■ Stored rows:
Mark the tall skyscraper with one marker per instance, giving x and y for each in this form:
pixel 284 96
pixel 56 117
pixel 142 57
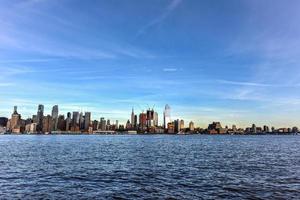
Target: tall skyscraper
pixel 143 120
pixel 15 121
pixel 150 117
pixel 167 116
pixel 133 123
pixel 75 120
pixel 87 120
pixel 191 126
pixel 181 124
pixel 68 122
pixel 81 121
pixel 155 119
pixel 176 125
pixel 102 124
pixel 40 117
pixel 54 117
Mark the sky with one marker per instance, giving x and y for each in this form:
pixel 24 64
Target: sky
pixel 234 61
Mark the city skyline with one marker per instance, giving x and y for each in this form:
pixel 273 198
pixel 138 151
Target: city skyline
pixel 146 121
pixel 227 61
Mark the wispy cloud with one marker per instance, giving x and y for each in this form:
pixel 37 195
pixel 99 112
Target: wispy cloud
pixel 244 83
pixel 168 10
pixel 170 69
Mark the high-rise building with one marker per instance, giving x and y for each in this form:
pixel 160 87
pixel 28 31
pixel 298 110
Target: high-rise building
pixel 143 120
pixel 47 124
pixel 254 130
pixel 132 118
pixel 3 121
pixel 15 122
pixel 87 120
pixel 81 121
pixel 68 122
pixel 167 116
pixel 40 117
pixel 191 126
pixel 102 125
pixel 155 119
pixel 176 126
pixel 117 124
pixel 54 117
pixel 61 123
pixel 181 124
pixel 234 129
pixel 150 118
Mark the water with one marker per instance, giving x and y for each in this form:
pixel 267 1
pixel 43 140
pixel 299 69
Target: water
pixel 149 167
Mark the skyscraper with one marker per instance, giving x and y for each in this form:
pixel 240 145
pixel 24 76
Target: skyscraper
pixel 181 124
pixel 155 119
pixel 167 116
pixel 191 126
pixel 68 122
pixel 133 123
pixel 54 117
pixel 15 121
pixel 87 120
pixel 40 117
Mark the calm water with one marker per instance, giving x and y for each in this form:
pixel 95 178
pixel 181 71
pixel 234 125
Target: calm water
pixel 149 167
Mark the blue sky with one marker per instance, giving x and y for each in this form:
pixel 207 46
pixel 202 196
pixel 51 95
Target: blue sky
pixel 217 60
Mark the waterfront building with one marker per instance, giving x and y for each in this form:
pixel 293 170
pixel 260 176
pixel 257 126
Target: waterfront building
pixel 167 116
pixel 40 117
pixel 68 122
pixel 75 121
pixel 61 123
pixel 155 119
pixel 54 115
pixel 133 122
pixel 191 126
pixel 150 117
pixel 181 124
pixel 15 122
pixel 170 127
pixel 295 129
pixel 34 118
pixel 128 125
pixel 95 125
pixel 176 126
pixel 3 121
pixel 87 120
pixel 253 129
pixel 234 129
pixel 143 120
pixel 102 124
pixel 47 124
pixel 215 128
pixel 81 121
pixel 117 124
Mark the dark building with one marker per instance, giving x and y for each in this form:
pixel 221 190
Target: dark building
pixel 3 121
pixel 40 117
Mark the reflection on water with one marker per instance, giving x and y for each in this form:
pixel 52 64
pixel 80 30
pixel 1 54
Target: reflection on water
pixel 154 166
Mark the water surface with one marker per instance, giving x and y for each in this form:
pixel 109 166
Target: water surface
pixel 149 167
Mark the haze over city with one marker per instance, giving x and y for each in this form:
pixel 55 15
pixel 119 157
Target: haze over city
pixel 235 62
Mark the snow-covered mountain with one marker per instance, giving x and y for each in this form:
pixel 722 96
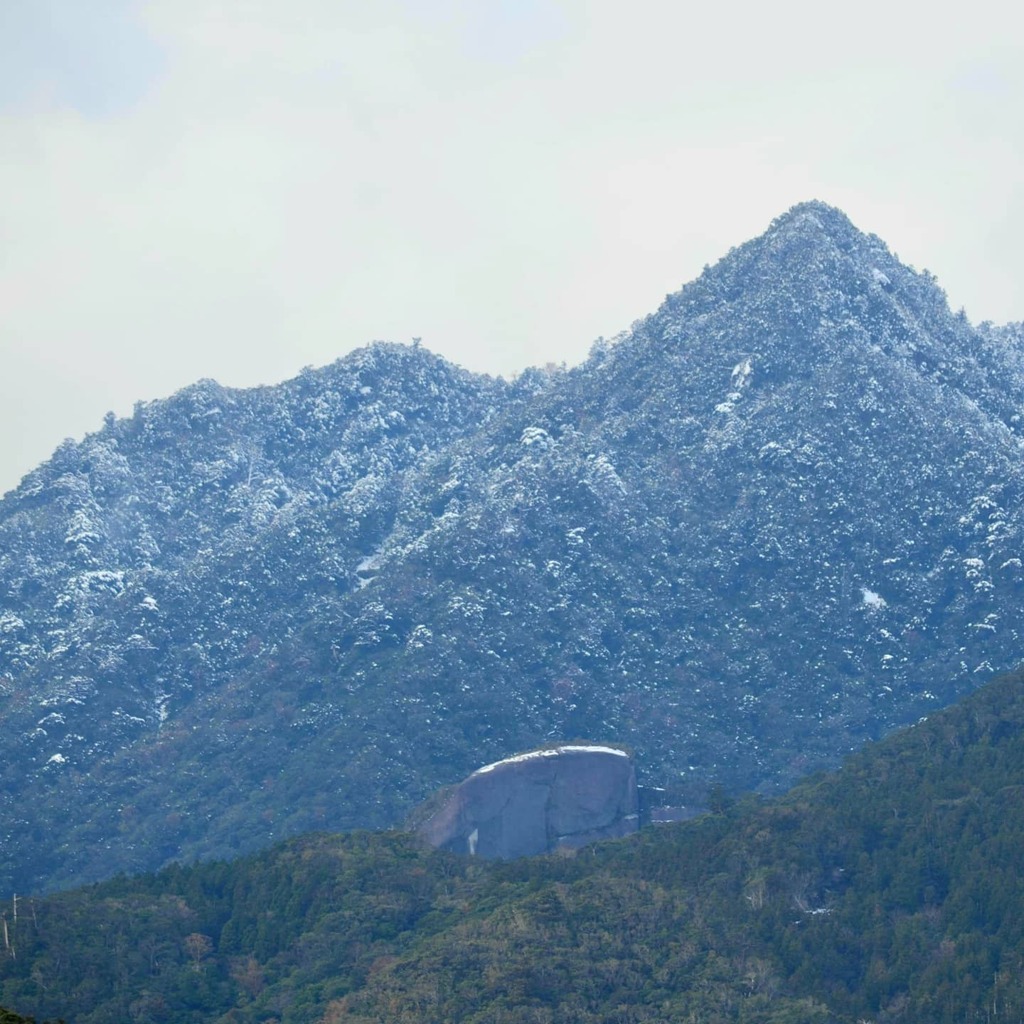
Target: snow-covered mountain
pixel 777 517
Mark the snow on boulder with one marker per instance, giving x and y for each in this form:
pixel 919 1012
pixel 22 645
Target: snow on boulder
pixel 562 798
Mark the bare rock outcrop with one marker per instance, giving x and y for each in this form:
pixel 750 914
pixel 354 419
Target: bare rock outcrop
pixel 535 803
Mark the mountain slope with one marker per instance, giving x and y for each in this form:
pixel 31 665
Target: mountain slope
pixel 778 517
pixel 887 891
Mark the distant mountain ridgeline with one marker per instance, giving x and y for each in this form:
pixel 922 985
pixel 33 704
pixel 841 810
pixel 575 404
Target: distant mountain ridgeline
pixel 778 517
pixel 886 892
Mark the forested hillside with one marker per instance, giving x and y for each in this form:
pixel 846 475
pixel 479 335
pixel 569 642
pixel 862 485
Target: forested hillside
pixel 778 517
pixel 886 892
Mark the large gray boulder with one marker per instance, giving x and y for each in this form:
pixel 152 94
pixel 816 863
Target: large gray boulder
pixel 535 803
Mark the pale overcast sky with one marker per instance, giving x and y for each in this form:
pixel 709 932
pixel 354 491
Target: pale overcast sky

■ Task directions:
Reproduce the records above exactly, leaving out every picture they contain.

■ Worked answer:
Mark the tall skyscraper with one marker per instance, giving x and y for each in this form:
pixel 284 96
pixel 56 117
pixel 142 57
Target: tall skyscraper
pixel 143 120
pixel 15 121
pixel 150 117
pixel 167 116
pixel 133 123
pixel 75 120
pixel 87 120
pixel 191 126
pixel 181 124
pixel 68 122
pixel 81 121
pixel 155 119
pixel 176 125
pixel 102 124
pixel 40 117
pixel 54 117
Mark the sky with one marker per instance, giving x and y for each in this form:
pixel 24 64
Target: sky
pixel 234 61
Mark the city skyline with one marker per instance, giving x and y for each in this form:
pixel 273 198
pixel 138 151
Target: city skyline
pixel 146 121
pixel 227 61
Mark the wispy cloud with one marker per instance, giving x and y for each in this form:
pixel 37 195
pixel 99 112
Target: wispy cloud
pixel 244 83
pixel 168 10
pixel 170 69
Mark the high-rise building with one marker per instance, giving x and y for each in this form:
pixel 160 87
pixel 28 31
pixel 298 110
Target: high-rise building
pixel 143 120
pixel 47 124
pixel 254 130
pixel 132 118
pixel 3 121
pixel 15 122
pixel 87 120
pixel 81 121
pixel 68 122
pixel 167 116
pixel 40 117
pixel 191 126
pixel 102 125
pixel 155 119
pixel 176 126
pixel 117 124
pixel 54 117
pixel 61 123
pixel 181 124
pixel 234 129
pixel 150 118
Mark the water with one marker per instance, giving x and y for each in this form:
pixel 267 1
pixel 43 140
pixel 299 69
Target: water
pixel 149 167
Mark the skyscraper with one marker per instance, giving x and y for each in this form:
pixel 240 145
pixel 24 76
Target: skyscraper
pixel 181 124
pixel 155 119
pixel 167 116
pixel 191 126
pixel 68 122
pixel 133 123
pixel 54 117
pixel 15 121
pixel 87 120
pixel 40 117
Mark the calm water with one marker per instance, giving x and y for each in this form:
pixel 95 178
pixel 181 71
pixel 234 125
Target: calm water
pixel 149 167
Mark the blue sky with one marker per instance, giving x and y for each in this form:
pixel 207 46
pixel 202 196
pixel 51 95
Target: blue sky
pixel 217 60
Mark the waterfront building with one marker per instance, giving x and y for each in this form:
pixel 293 170
pixel 260 176
pixel 257 126
Target: waterfront building
pixel 167 116
pixel 40 117
pixel 68 122
pixel 75 121
pixel 61 123
pixel 155 119
pixel 54 115
pixel 133 122
pixel 191 126
pixel 150 117
pixel 181 124
pixel 15 122
pixel 170 127
pixel 295 129
pixel 34 118
pixel 128 125
pixel 95 125
pixel 176 126
pixel 3 121
pixel 87 120
pixel 253 129
pixel 234 129
pixel 143 120
pixel 102 124
pixel 47 124
pixel 215 128
pixel 81 121
pixel 117 124
Mark the dark building with one marker per instance, giving x and y for each in this form:
pixel 221 190
Target: dark building
pixel 3 121
pixel 40 117
Mark the reflection on water with one marker per instance, giving x and y for each in this form:
pixel 52 64
pixel 80 30
pixel 1 54
Target: reflection on water
pixel 154 166
Mark the water surface with one marker per instance, giving x and y for each in this form:
pixel 109 166
Target: water surface
pixel 149 167
Mark the haze over city with one marker per instance, giving x and y for each in this form:
pixel 55 15
pixel 119 157
Target: haze over city
pixel 235 62
Mark the snow-covered mountain with one marker per instance, giving x and y for each in this form:
pixel 722 96
Target: snow-covered mountain
pixel 777 517
Mark the snow on boulder with one marker per instance, giving x and y for each in this form:
pixel 919 1012
pixel 22 645
Target: snow on boulder
pixel 562 798
Mark the bare rock outcrop with one marker per instance, giving x and y for each in this form:
pixel 750 914
pixel 354 419
Target: bare rock outcrop
pixel 535 803
Mark the mountain slope with one marker per instance, giving x and y for each in this form:
pixel 31 665
Target: mountain slope
pixel 778 517
pixel 887 891
Mark the distant mountain ridgeline with one marker per instance, giving x and y for each in this form:
pixel 922 985
pixel 33 704
pixel 841 810
pixel 575 404
Target: distant mountain ridgeline
pixel 778 517
pixel 886 892
Mark the forested hillside with one marker per instance, giving x and y for each in this form:
pixel 846 475
pixel 479 335
pixel 569 642
pixel 862 485
Target: forested hillside
pixel 778 517
pixel 886 892
Mark the large gray boulder with one marker per instance, giving x and y for each in this form:
pixel 152 94
pixel 816 863
Target: large gray boulder
pixel 535 803
Mark the pale overcast sky with one marker per instance, giving x and y for each in this form:
pixel 709 932
pixel 354 491
Target: pale overcast sky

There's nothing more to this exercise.